[Source records]
______
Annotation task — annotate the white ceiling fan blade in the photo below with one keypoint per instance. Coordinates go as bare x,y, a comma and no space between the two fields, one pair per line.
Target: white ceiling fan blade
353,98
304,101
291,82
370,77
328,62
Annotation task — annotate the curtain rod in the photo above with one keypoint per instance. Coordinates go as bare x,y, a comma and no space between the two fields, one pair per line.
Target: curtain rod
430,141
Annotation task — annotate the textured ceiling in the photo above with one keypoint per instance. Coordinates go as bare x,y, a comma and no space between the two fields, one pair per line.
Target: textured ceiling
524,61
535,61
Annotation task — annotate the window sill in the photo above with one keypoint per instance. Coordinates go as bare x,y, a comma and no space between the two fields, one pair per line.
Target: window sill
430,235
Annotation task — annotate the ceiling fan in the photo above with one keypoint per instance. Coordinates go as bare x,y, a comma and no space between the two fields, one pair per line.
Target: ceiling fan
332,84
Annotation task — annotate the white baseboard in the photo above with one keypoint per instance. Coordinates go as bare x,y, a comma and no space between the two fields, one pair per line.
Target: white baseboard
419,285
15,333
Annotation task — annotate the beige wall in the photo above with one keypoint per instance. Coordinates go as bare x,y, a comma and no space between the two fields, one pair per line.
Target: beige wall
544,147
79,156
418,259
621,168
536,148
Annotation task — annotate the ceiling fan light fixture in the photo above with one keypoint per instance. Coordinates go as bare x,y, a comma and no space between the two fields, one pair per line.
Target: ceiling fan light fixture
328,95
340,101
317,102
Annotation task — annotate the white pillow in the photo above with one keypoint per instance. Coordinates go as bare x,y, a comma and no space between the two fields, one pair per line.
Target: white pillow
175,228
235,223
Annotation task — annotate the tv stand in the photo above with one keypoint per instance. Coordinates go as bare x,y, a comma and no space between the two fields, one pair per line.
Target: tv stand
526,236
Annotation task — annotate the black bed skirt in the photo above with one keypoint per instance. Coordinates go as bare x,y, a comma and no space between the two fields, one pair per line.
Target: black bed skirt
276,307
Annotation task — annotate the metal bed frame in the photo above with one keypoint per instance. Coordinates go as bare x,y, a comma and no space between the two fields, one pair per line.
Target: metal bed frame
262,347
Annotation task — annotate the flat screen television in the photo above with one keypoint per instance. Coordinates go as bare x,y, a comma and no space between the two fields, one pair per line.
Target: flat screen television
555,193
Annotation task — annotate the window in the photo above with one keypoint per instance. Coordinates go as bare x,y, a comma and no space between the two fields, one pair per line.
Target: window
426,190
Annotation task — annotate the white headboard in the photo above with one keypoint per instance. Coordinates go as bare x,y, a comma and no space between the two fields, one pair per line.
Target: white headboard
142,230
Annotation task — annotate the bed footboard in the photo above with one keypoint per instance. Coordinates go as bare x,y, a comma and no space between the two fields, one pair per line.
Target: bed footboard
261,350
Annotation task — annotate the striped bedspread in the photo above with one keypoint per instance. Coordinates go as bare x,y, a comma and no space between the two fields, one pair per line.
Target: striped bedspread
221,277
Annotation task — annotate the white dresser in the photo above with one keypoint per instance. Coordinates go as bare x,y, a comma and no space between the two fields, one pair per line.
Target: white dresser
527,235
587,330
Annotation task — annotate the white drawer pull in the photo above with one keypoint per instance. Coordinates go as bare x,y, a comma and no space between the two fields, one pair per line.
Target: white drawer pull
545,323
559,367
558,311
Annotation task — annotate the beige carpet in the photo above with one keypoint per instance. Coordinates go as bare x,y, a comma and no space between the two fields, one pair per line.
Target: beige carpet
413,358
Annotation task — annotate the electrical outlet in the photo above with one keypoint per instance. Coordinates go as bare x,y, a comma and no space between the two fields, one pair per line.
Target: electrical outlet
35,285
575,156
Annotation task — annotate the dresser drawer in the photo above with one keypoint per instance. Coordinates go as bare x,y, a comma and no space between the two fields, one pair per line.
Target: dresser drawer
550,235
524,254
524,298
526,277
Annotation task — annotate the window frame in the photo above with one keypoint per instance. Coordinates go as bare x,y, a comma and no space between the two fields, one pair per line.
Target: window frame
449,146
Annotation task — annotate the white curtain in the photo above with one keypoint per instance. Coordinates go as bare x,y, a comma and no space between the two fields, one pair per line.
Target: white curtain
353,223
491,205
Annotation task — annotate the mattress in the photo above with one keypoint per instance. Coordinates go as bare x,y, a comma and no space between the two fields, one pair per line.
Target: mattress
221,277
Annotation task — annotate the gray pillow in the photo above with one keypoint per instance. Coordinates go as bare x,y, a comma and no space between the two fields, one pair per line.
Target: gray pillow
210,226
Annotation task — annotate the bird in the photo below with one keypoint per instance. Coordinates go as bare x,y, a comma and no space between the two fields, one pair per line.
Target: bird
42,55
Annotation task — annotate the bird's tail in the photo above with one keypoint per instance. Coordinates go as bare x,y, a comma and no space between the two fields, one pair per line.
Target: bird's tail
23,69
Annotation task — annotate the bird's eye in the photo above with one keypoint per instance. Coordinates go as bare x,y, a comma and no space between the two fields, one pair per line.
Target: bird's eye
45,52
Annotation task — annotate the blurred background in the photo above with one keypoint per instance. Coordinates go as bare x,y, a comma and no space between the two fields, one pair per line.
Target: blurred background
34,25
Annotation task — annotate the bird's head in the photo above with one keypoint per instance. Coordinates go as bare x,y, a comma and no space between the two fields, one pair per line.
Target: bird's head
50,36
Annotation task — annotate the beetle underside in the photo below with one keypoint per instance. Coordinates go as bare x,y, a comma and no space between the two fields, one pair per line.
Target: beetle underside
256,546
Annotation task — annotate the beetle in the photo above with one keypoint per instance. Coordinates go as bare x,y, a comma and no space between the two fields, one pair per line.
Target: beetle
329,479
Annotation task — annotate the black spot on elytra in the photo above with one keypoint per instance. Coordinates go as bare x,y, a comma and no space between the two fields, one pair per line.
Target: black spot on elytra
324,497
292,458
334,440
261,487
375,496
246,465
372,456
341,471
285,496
______
**Job**
Could you give again exactly the lines from the line containing "Annotation task — annotate the beetle in" through the final line of the data above, and no others?

**Result of the exercise**
Annotation task — annotate the beetle in the photo above with one keypoint per instance. Coordinates go as bare x,y, a comma and no space between the two fields, one pair per line.
Target: beetle
329,479
Annotation task — annotate the black spot on elytra in the photo above with one keypoint per instance. Coordinates go as bare x,y, a comma and no space between the two fields, one pair per line.
Target: black spot on elytra
324,497
292,458
334,440
261,487
375,496
246,465
372,456
341,471
285,496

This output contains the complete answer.